Я вижу некоторый знак в том, как по-разному умирают злодеи в первом великом романе Достоевского и в последнем. Смерть Свидригайлова развязывает все узлы. А смерть Смердякова еще туже все завязывает. Мне кажется, такой исход метафизически глубже и как-то перекликается с замечательным рассказом «Сон смешного человека». Достаточно одного непреображенного, чтобы разрушить гармонию целой планеты. Или соборное преображение, по крайней мере всеобщее стремление к нему, всеобщее понимание мышкинского начала, – или мир во веки веков останется лежать во зле. Достоевский, в отличие от Леонтьева, никогда не мог с этим примириться. Христианская этика связана для него с эвдемонизмом, с желанием общего счастья. Искусство Достоевского говорит, что без любви к врагам не будет всеобщего счастья. Возможно ли оно? Не знаю. Но – Исаак Сирин молился за бесов, и Достоевский вкладывает его книгу в руки Смердякова. Я вижу здесь намек на некую точку, в которой все может быть перечеркнуто, все можно начать сызнова.
В точке безумия герою Достоевского возвращается абсолютная свобода, – и вся логика разума, и тяжесть прошлого, и гнет среды могут быть отброшены одним порывом раскаяния. Или напротив: святая жизнь опрокинута одним порывом гордыни. Ибо ни в природе, ни в душе нет ничего жестко детерминированного. Инерция добра и инерция зла равно определяют только вероятность события, не больше. Всегда возможно событие невероятное. Алеша может стать убийцей (ради торжества справедливости; хотел ведь он расстрелять генерала). Закоренелый убийца может стать праведником. Толстой описал такой случай в одном из поздних рассказов, и это не противоречит логике романа Достоевского. Слова Сони Раскольникову перекликаются со словами женщины убийце в рассказе Толстого: Что ты с душой своей сделал? Можно предположить, что душа убийцы только помертвела, впала в обморок. И какое-то впечатление пробудит ее. Даже если он убил не шесть душ, а гораздо больше. Можно предположить, что какой-то глубинный уровень души всегда остается жив, и согласие на «все позволено», на подлость, на ад дает только более или менее поверхностный слой. Мы не знаем, какова мощь глубинного слоя, в котором душа получает всю силу духа.
Разница между Свидригайловым и Раскольниковым, между героем ада и героем чистилища, огромна. Достоевский показывает, что для спасения героя ада нужна невероятность какого-то очень высокого порядка. Но он не внушает мысли, что это вовсе невозможно, что желать Свидригайлову или Ставрогину преображения нелепо и бесполезно.

—————

Опираясь на сведения |
1. Назовите всех реальных людей, а не литературных персонажей, которые упомянуты по имени в тексте о Достоевском.
2. Пожалуйста, перепишите дословно отрывок из текста о Достоевском, начиная со слов «Разница между Свидригайловым» и заканчивая словами «нелепо и бесполезно.».

(Данные локализации: по одной точке на объект)
—————

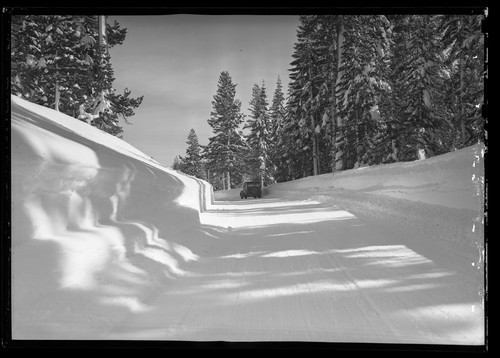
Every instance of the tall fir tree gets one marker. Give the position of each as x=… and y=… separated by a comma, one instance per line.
x=225, y=150
x=57, y=61
x=192, y=162
x=277, y=113
x=463, y=71
x=258, y=139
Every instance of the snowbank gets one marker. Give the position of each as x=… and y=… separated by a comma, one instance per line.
x=439, y=199
x=97, y=225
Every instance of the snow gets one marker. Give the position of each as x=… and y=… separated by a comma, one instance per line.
x=109, y=244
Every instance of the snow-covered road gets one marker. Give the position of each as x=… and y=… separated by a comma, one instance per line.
x=301, y=270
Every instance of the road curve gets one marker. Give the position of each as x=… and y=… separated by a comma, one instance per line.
x=283, y=270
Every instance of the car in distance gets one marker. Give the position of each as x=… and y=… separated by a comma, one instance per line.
x=251, y=188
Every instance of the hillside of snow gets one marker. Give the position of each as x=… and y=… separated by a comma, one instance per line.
x=105, y=239
x=97, y=225
x=439, y=199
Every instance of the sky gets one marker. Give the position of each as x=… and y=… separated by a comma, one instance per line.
x=175, y=61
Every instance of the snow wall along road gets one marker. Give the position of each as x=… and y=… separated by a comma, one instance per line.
x=97, y=225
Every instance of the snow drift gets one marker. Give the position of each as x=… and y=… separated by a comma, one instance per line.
x=97, y=225
x=439, y=199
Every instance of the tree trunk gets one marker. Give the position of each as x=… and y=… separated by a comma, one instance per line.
x=462, y=114
x=57, y=93
x=337, y=128
x=314, y=146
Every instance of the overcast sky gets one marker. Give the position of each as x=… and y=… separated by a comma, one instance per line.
x=175, y=62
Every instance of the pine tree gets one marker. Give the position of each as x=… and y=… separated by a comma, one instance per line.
x=177, y=164
x=463, y=69
x=277, y=113
x=361, y=87
x=225, y=150
x=58, y=62
x=192, y=161
x=258, y=139
x=306, y=89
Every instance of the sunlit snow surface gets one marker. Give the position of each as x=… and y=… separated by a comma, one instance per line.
x=108, y=244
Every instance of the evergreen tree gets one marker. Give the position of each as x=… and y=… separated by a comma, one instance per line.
x=304, y=90
x=225, y=150
x=57, y=61
x=177, y=164
x=361, y=87
x=258, y=140
x=277, y=113
x=192, y=162
x=463, y=69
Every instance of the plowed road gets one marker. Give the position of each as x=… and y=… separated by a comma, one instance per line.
x=284, y=270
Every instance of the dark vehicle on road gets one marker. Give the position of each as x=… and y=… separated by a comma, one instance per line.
x=251, y=188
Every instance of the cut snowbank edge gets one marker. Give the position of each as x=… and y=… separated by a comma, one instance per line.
x=97, y=225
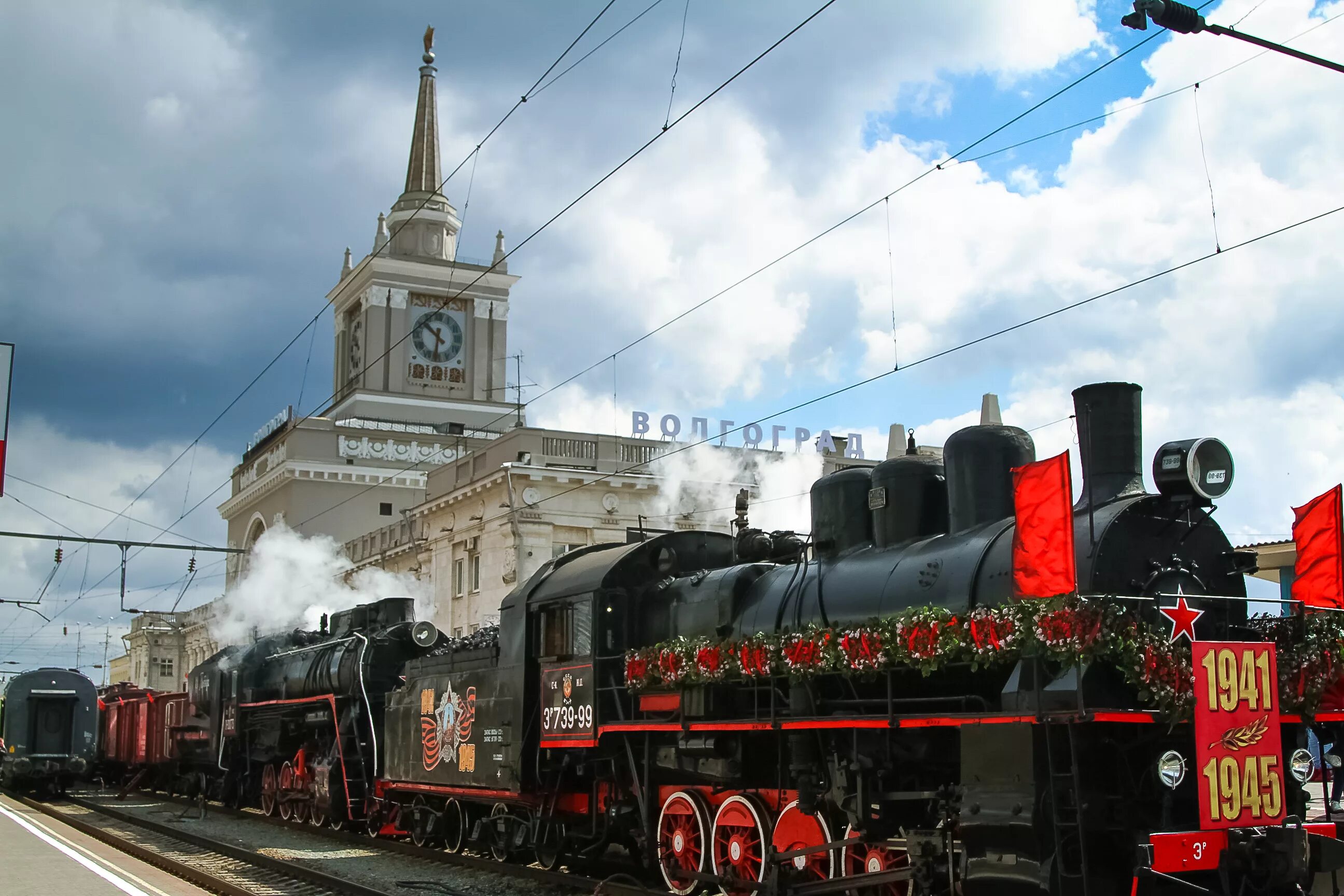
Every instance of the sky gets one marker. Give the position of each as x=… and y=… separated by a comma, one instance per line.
x=183, y=179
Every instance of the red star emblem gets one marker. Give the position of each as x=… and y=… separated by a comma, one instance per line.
x=1183, y=619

—————

Ответы по заданиям |
1. Достоевский, Леонтьев, Исаак Сирин, Толстой.

2.
Разница между Свидригайловым и Раскольниковым, между героем ада и героем чистилища, огромна. Достоевский показывает, что для спасения героя ада нужна невероятность какого-то очень высокого порядка. Но он не внушает мысли, что это вовсе невозможно, что желать Свидригайлову или Ставрогину преображения нелепо и бесполезно.